Print the entries below line for line, with the pictures left out.

— START OF Excerpted records —

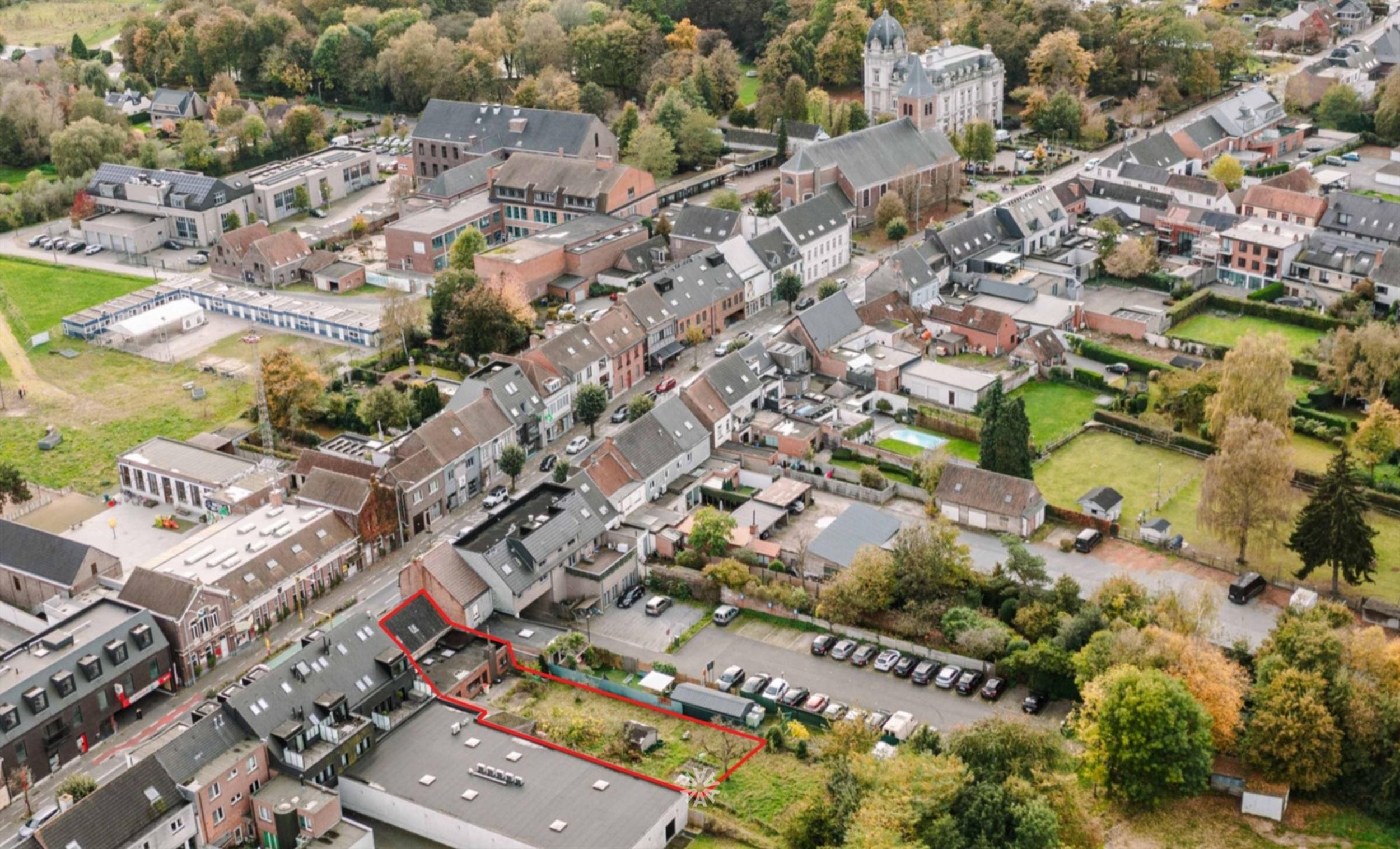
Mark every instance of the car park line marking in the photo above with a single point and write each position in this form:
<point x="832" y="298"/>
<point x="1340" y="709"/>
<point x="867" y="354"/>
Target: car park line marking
<point x="510" y="649"/>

— END OF Excerpted records —

• Result of this task:
Mark every instance of the car park line marking in the photo above with a single point and write each position in this form:
<point x="832" y="298"/>
<point x="1340" y="709"/>
<point x="867" y="354"/>
Target: car park line marking
<point x="510" y="649"/>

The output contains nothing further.